Problem requirements
Your output should be the lines from the start of the data through the line containing "[[305, 66], [17, 574], [579, 374], [252, 492]]", exactly and nothing more.

[Provided records — start]

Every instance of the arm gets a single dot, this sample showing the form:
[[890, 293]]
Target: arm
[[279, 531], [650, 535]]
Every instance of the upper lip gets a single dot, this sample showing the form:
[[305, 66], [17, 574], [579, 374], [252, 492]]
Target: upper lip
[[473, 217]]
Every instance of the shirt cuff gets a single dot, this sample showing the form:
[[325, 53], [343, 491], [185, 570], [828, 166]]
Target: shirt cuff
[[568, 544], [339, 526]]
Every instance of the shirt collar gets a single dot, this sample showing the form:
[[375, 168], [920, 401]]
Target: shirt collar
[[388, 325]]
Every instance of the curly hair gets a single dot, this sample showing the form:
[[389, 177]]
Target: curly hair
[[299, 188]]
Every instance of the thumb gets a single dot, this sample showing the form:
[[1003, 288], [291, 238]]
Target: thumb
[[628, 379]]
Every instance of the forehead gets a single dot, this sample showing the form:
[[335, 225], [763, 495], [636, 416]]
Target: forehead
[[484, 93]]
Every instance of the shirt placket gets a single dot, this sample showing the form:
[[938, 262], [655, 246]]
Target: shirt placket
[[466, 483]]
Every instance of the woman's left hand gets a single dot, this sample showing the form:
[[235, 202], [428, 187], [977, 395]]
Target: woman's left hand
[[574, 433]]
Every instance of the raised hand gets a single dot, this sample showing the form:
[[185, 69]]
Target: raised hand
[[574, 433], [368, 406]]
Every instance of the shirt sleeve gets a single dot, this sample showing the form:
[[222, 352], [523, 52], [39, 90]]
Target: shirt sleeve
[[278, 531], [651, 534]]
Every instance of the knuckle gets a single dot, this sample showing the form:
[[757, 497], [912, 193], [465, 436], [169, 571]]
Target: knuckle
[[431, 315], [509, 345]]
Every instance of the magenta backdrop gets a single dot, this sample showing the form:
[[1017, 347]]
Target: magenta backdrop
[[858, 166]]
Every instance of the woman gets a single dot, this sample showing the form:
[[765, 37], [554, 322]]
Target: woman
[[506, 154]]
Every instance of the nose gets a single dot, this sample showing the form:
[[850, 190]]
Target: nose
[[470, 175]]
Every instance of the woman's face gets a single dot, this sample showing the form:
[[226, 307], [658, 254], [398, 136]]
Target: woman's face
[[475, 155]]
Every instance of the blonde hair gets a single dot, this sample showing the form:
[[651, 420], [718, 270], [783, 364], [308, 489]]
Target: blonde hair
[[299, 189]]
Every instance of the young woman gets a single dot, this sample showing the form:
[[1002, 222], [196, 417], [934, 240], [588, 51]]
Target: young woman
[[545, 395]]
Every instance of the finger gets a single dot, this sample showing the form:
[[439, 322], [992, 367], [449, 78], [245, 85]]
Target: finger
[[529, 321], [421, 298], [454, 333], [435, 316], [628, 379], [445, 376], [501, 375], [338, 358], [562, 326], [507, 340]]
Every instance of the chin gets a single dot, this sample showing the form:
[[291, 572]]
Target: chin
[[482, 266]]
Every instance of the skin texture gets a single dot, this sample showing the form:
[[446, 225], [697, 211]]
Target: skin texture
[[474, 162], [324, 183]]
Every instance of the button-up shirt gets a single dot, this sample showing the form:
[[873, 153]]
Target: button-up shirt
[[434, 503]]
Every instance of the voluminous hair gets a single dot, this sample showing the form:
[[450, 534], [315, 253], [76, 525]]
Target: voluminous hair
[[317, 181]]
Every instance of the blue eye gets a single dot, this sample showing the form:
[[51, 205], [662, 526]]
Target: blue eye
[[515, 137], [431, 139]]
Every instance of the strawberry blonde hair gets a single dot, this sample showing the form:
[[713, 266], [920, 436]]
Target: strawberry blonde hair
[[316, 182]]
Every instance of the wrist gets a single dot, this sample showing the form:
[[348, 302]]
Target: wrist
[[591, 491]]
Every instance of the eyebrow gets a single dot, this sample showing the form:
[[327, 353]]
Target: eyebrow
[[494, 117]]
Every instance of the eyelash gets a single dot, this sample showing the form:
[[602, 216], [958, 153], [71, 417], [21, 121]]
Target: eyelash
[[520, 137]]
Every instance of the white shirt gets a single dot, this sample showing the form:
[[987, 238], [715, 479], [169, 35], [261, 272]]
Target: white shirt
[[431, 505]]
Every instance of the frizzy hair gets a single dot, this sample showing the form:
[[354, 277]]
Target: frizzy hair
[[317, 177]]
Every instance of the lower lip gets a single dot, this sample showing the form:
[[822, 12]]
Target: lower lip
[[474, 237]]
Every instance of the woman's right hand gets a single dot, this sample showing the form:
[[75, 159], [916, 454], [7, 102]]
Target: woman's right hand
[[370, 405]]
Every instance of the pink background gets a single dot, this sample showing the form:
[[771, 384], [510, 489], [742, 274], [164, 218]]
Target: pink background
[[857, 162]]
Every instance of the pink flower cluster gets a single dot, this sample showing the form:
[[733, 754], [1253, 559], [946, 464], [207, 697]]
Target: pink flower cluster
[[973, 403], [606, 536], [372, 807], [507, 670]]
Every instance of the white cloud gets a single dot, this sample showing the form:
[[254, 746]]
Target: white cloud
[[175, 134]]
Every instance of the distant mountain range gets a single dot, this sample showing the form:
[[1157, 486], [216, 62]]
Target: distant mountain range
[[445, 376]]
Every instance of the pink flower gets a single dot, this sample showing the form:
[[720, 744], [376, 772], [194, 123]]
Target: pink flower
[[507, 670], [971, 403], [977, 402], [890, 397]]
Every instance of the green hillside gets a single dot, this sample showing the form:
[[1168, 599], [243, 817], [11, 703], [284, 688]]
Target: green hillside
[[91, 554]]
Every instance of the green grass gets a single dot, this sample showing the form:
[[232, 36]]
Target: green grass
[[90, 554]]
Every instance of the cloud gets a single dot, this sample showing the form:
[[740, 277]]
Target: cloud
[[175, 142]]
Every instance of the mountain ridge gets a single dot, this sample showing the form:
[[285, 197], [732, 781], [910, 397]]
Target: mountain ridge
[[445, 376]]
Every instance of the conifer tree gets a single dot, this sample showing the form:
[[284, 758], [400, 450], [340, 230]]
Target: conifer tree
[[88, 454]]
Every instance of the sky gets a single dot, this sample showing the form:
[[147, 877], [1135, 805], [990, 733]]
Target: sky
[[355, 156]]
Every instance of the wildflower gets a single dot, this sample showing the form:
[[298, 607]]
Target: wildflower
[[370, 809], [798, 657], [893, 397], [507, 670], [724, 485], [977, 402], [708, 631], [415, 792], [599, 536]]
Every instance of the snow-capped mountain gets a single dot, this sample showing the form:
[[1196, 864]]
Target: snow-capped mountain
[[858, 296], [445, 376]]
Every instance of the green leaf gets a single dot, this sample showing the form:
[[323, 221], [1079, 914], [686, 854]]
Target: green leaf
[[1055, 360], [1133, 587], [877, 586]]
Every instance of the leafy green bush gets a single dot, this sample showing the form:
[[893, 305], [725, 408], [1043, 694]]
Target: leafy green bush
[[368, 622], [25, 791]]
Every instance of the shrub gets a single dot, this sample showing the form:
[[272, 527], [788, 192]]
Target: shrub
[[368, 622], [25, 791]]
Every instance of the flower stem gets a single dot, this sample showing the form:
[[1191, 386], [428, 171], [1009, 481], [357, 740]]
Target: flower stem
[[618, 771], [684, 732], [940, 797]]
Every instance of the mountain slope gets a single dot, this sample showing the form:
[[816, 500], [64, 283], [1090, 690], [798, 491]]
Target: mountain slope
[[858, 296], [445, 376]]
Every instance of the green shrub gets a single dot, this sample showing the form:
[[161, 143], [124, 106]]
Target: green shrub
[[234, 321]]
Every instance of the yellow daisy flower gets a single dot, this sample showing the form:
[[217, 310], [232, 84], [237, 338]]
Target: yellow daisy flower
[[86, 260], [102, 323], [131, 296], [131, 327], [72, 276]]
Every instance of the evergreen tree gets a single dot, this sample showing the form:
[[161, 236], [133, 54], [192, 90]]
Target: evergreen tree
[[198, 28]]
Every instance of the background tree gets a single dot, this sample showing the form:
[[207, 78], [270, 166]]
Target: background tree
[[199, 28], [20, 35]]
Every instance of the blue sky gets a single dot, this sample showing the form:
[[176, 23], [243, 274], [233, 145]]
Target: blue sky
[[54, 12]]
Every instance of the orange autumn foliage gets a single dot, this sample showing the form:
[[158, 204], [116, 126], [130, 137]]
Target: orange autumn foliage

[Provided records — finish]

Answer to the exercise
Every instance of the arm gets a single dot, this sample showing the form:
[[890, 293]]
Target: arm
[[279, 531], [650, 535]]
Every instance of the upper lip gets a single dot, this sample showing the form:
[[305, 66], [17, 574], [579, 374], [252, 492]]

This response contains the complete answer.